──────── Records supplied ────────

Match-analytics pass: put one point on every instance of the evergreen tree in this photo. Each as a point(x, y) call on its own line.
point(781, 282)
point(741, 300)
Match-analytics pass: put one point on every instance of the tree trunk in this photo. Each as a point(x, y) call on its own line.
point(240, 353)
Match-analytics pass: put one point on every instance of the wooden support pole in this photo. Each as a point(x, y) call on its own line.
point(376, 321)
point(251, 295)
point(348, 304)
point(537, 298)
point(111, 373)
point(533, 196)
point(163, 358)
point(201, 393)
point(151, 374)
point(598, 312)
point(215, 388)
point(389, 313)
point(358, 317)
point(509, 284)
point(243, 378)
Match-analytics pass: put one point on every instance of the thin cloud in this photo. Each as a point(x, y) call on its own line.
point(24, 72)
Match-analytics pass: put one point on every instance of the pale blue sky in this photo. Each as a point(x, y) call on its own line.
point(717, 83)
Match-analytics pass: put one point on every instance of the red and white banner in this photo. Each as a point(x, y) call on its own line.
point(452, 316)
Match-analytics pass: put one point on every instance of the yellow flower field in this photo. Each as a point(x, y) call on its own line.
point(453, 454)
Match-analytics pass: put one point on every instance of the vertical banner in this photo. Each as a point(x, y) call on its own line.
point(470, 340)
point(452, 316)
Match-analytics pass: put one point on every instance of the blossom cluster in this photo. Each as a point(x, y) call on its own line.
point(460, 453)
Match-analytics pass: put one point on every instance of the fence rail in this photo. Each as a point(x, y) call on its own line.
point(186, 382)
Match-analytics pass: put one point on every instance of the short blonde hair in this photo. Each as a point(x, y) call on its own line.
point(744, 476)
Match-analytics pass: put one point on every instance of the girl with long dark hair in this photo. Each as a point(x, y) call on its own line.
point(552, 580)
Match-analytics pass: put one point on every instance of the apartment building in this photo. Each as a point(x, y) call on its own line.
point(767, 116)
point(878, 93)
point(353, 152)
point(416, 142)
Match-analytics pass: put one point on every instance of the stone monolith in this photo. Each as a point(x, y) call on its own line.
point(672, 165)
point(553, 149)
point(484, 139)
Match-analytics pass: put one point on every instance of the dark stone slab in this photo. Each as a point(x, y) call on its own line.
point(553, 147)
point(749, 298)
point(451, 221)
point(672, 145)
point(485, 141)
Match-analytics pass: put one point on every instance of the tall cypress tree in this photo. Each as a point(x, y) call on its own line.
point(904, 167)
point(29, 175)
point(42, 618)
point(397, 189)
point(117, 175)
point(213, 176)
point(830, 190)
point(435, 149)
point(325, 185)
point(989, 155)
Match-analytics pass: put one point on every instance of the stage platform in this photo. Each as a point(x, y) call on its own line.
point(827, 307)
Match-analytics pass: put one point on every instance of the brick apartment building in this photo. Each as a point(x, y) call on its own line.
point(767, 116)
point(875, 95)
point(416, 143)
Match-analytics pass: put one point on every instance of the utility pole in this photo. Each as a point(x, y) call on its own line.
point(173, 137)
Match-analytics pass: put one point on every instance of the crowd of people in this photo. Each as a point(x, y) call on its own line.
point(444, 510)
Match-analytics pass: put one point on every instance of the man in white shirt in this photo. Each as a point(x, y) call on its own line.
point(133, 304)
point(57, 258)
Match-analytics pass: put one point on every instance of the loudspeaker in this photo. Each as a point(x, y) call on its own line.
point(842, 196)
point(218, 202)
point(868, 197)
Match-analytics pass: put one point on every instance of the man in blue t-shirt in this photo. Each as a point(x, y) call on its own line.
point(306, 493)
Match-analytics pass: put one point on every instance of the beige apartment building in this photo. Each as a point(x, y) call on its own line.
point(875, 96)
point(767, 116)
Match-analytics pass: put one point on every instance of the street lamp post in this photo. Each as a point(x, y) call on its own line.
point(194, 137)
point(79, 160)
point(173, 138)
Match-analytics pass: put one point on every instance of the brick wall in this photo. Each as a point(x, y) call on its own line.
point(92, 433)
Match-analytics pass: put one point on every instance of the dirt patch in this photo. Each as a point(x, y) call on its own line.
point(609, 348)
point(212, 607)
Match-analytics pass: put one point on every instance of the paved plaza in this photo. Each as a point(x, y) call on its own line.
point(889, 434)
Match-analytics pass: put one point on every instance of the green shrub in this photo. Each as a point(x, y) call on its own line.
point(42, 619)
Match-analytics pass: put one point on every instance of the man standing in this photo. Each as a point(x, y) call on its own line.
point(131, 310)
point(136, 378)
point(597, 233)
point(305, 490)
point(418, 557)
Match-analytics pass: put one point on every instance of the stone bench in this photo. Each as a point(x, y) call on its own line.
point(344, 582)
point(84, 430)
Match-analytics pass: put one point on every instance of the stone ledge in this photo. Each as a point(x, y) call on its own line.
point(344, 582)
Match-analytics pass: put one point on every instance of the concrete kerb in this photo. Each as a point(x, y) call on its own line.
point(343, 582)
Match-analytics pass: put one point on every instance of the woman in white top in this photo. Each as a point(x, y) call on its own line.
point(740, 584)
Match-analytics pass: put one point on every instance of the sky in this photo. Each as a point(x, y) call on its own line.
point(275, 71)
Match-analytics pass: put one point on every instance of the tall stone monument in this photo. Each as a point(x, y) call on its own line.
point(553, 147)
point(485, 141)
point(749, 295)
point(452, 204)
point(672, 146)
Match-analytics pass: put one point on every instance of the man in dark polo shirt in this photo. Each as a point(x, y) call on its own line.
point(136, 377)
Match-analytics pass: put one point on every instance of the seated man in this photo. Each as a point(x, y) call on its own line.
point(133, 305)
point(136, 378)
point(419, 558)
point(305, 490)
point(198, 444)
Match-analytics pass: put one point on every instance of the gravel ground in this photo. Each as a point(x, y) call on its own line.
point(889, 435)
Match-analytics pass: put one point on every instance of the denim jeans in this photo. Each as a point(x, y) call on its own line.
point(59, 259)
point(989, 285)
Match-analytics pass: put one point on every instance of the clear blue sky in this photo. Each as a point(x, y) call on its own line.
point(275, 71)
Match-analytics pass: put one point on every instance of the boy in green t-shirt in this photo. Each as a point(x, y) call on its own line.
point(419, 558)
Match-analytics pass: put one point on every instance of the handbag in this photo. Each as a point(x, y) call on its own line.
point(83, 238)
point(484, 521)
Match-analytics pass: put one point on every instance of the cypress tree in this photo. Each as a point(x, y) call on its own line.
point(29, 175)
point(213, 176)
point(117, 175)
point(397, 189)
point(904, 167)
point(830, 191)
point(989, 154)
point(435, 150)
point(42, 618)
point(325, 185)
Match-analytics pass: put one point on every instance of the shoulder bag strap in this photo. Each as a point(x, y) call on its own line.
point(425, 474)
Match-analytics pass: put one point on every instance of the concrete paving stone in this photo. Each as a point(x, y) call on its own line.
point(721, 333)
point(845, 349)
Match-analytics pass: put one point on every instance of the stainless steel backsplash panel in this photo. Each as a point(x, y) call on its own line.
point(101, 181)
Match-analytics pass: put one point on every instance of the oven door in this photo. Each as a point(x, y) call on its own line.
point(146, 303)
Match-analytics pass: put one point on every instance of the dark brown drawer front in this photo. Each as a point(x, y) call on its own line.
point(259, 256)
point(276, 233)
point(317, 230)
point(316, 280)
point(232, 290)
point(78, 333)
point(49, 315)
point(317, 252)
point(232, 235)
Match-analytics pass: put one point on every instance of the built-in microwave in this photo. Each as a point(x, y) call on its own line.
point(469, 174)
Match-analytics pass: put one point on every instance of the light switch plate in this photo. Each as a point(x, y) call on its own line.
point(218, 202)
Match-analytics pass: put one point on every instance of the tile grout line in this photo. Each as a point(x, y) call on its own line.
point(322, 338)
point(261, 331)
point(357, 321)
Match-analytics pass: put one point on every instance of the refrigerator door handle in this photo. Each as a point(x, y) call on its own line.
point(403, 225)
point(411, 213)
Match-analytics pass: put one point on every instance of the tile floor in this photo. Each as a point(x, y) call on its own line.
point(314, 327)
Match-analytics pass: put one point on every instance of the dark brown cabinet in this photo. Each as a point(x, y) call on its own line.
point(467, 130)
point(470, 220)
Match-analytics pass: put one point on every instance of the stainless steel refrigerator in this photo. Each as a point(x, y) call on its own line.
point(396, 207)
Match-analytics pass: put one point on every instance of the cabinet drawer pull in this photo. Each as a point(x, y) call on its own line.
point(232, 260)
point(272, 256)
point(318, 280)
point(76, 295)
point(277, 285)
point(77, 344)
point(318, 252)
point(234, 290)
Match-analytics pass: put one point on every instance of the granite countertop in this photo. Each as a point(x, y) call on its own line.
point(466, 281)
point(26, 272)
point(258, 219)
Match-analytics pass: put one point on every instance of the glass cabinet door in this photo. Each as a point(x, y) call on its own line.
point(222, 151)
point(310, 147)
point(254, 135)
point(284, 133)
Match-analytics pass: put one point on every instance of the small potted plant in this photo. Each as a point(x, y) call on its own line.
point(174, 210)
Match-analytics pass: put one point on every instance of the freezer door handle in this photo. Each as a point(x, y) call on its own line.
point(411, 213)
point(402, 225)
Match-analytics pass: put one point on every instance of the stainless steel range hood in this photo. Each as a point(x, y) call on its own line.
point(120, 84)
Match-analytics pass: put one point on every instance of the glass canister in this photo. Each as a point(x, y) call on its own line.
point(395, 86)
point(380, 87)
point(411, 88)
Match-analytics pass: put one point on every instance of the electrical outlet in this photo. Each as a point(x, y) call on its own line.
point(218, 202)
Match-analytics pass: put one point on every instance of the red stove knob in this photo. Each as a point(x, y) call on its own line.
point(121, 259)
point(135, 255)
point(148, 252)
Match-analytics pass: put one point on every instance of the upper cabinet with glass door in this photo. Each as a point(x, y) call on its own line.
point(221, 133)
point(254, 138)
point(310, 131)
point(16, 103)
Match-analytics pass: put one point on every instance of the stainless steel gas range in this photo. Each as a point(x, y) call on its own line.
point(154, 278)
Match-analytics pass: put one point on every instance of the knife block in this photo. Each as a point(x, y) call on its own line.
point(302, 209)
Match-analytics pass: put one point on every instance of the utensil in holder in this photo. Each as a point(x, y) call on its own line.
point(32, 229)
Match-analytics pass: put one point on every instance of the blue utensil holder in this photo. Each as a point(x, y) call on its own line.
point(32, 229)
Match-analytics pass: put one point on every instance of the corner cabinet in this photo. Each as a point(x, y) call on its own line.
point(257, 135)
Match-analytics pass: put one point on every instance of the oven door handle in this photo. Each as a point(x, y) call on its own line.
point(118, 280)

────────

- [Aim of the task] Repeat only what runs from the line holding "stainless steel gas" to the end of the data, keeping every line exactly as written, first and last included.

- [Exercise response]
Match-analytics pass: put one point on every instance of the stainless steel gas range in this photo. Each as a point(x, y) call on its own line.
point(154, 278)
Match-analytics pass: put one point on every instance of the knife block in this photo. Each as a point(x, y) call on its own line.
point(302, 209)
Match-analytics pass: put one point on every instance of the utensil in holder in this photo. Each as a point(x, y) call on its own line.
point(32, 229)
Match-analytics pass: put one point on every instance of the blue utensil holder in this photo. Each as a point(x, y) call on its own line.
point(32, 229)
Match-analytics pass: put one point on every instance of the corner cabinet in this photo. Each as a point(x, y) call on its own line.
point(257, 135)
Match-analytics pass: put one point on every instance of the oven door handle in this photo. Each as a point(x, y) call on its own line.
point(118, 280)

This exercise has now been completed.